■ Tarefa a ■
Apresente em lista numerada, sem as linhas em branco, somente o trecho das entradas que vai da linha que contém "Target: fishing line" até o final das entradas, ambas as extremidades incluídas.

■ Trecho do texto ■
________________________

Goleiro Bruno: “Times veem marketing no feminícidio”, diz professora da CBF

Na semana passada, o goleiro Bruno, condenado a 20 anos de prisão pelo assassinato de Eliza Samudio, foi contratado pelo clube Araguacema, do Tocantins. Essa não é a primeira vez que Bruno Fernandes consegue voltar ao futebol 11 anos após ter sequestrado, assassinado e ocultado o cadáver de sua ex-namorada e mãe de seu filho.

Para a jornalista Olga Bagatini, 26, especialista em futebol feminino e docente da CBF Academy (braço educacional da Confederação Brasileira de Futebol), os clubes veem em Bruno um trunfo positivo para o marketing.

________________________

■ Dados fornecidos ■

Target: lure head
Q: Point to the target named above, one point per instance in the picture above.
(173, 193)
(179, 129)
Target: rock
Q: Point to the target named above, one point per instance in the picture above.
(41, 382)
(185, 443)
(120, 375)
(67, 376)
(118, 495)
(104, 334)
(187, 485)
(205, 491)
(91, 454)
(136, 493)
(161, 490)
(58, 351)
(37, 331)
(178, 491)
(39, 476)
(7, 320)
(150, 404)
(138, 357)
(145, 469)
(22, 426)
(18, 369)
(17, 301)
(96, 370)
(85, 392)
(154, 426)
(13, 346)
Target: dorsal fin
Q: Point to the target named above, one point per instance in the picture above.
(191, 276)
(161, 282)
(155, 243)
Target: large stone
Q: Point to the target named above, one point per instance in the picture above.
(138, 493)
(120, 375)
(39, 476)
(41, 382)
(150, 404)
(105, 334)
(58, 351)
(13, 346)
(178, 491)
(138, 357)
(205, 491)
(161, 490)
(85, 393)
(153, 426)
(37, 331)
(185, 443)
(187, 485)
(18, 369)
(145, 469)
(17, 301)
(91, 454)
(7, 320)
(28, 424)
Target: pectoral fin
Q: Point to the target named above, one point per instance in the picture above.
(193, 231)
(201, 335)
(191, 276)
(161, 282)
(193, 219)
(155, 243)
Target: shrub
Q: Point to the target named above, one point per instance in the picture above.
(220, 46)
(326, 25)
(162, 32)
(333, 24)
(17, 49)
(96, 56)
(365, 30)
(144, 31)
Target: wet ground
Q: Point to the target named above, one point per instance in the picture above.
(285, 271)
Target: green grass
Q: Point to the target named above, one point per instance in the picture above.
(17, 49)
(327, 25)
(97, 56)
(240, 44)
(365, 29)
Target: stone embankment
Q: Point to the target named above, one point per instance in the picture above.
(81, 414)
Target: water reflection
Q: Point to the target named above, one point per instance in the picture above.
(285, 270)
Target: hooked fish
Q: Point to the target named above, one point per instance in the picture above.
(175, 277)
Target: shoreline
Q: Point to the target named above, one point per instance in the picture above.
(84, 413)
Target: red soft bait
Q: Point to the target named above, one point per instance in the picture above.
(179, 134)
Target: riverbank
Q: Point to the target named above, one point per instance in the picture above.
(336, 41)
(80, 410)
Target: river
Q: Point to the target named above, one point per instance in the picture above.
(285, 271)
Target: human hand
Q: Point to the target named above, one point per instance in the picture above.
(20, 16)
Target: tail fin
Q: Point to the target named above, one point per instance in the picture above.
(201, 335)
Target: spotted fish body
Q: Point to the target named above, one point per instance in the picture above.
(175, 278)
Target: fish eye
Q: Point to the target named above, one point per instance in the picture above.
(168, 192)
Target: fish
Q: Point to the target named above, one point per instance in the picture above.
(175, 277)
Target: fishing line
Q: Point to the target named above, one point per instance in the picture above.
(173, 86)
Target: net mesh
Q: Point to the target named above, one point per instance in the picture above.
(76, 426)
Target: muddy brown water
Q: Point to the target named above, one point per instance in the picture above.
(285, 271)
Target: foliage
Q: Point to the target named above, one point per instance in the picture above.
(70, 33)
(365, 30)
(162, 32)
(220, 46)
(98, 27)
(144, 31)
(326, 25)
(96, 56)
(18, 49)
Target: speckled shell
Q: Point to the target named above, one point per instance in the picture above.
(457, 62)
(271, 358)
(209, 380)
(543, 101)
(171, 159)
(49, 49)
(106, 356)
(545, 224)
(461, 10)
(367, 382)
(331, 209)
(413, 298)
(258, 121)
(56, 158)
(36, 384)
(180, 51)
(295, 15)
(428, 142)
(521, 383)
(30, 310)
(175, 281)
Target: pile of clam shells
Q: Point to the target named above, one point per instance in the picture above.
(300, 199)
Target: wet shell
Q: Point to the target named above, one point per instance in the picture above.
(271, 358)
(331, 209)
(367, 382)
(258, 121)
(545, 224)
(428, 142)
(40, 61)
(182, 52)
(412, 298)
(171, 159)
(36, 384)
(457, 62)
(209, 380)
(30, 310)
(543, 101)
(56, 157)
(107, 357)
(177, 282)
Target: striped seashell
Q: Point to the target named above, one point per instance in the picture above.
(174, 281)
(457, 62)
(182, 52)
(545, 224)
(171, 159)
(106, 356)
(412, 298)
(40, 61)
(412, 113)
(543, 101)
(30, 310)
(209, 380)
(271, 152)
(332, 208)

________________________

■ Tarefa b ■
De acordo com o texto sobre o goleiro Bruno, por qual clube ele foi contratado na semana passada?

■ Resposta escrita a ■
1. Target: fishing line
2. Q: Point to the target named above, one point per instance in the picture above.
3. (173, 86)
4. Target: net mesh
5. Q: Point to the target named above, one point per instance in the picture above.
6. (76, 426)
7. Target: muddy brown water
8. Q: Point to the target named above, one point per instance in the picture above.
9. (285, 271)
10. Target: foliage
11. Q: Point to the target named above, one point per instance in the picture above.
12. (70, 33)
13. (365, 30)
14. (162, 32)
15. (220, 46)
16. (98, 27)
17. (144, 31)
18. (326, 25)
19. (96, 56)
20. (18, 49)
21. Target: speckled shell
22. Q: Point to the target named above, one point per instance in the picture above.
23. (457, 62)
24. (271, 358)
25. (209, 380)
26. (543, 101)
27. (171, 159)
28. (49, 49)
29. (106, 356)
30. (545, 224)
31. (461, 10)
32. (367, 382)
33. (331, 209)
34. (413, 298)
35. (258, 121)
36. (56, 158)
37. (36, 384)
38. (180, 51)
39. (295, 15)
40. (428, 142)
41. (521, 383)
42. (30, 310)
43. (175, 281)
44. Target: pile of clam shells
45. Q: Point to the target named above, one point per instance in the picture above.
46. (300, 199)
47. Target: wet shell
48. Q: Point to the target named above, one point per instance in the picture above.
49. (271, 358)
50. (331, 209)
51. (367, 382)
52. (258, 121)
53. (545, 224)
54. (428, 142)
55. (40, 61)
56. (182, 52)
57. (412, 298)
58. (171, 159)
59. (36, 384)
60. (457, 62)
61. (209, 380)
62. (30, 310)
63. (543, 101)
64. (56, 157)
65. (107, 357)
66. (177, 282)
67. Target: striped seashell
68. Q: Point to the target named above, one point per instance in the picture above.
69. (174, 281)
70. (457, 62)
71. (182, 52)
72. (545, 224)
73. (171, 159)
74. (106, 356)
75. (412, 298)
76. (40, 61)
77. (412, 113)
78. (543, 101)
79. (30, 310)
80. (209, 380)
81. (271, 152)
82. (332, 208)

■ Resposta escrita b ■
Pelo clube Araguacema, do Tocantins.